Tony Grayling: I think that's right - it's always very difficult to pinpoint one event as being significant of climate change - for example, last year we saw both droughts and flooding to a large extent, across the country. That may well be a portent of things to come. It looks as though we are going to have to invest more in flood defences, over time, to keep pace with climate change. It looks also as though we're going to have to have a different way of managing our water resources.

Tom Heap: Dr. Bjorn Lomborg, what do you think about the link between those two things?

Bjorn Lomborg: Well, I think we need to be realistic and say we do know that we're going to see more heat waves, we're probably also going to see fewer cold waves, and we know that we're going to see more strong downpours, which support Tony's point in saying that we'll probably see more flooding. On the other hand, I think there's a general tendency to almost link any event that we see and say "Ah, this is an extra indicator of more extreme weather", whereas the reality is: a lot of these indicators we, first of all, can't link to global warming, and, secondly, some of them will get worse but some of them will get less bad. And we need to be honest about that - yes, we're going to see more heat waves, that's bad. We're also going to see fewer cold waves, which is actually good.
++++++
#### STATED GOAL
Please carry on the climate change discussion above from the point where it stops.

#### MATERIAL SHOWN
++++++
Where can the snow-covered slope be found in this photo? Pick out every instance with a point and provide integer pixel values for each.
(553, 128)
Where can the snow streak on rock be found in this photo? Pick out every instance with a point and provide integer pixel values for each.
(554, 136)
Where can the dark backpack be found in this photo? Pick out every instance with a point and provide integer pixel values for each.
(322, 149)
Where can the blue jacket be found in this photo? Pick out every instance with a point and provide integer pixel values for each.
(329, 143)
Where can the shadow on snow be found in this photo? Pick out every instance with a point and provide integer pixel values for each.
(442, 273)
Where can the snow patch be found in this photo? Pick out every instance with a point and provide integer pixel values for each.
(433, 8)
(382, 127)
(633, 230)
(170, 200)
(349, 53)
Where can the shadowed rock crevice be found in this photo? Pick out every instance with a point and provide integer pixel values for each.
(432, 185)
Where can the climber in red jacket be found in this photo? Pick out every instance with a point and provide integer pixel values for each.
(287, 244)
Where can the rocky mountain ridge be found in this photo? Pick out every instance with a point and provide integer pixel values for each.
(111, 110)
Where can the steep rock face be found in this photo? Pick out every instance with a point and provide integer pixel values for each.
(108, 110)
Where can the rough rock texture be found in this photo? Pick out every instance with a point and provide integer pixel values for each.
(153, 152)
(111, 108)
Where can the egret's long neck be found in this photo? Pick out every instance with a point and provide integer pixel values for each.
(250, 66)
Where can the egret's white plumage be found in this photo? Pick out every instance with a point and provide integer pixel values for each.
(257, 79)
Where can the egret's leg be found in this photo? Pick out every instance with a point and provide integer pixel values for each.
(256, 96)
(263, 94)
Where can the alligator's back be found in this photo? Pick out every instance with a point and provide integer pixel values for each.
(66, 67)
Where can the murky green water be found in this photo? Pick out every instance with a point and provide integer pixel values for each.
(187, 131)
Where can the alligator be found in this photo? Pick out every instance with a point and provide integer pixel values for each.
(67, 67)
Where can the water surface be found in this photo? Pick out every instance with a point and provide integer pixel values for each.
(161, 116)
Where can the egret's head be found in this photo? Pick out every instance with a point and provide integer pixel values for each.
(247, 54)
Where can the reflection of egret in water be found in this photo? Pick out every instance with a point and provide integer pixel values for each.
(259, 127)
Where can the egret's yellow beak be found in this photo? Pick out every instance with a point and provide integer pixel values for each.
++++++
#### ANSWER
Tom Heap: In your view, Bjorn, how bad is climate change?

Bjorn Lomborg: Global warming is going to be a problem, it definitely is. But we also should recognise that most economic models actually indicate a moderate global warming - somewhere between 1 and 2 degrees' warming - will, overall, be a net positive for the world. Now, it's important to recognise that that hides an important distributional effect, because it's going to be beneficial for many rich countries, which, typically, lie in the mid temperate zones, whereas it's going to be bad already now for developing countries, where it's already pretty damn warm.

Tom Heap: A net positive, Julia? I saw a little grimace pass across your face then.

Julia Slingo: Yes, I think it was the use of "moderate" being 1 to 2 degrees. I think that, you know, if we look at what the 5th Assessment Report is saying depends where your starting point is, of course, with the temperature, but I think it's generally accepted now that to stay within a world that is less than 2 degrees warmer is going to be extremely challenging, and therefore we're probably looking at something that's a bit more than 2 degrees. And if you get up somewhere near 4 degrees, the implications, around the world, for food security, house [?] security, energy security, political security, are immense.

Bjorn Lomborg: I totally agree with you when we get to 3 and 4 degrees - yes, then it's going to be a net negative. But I was simply pointing out, we were talking about the immediate impacts, the impacts around these decades, and here we're still way within the 1 to 2 degrees, we're probably less than 1 degree still, and that definitely is a net positive around the world.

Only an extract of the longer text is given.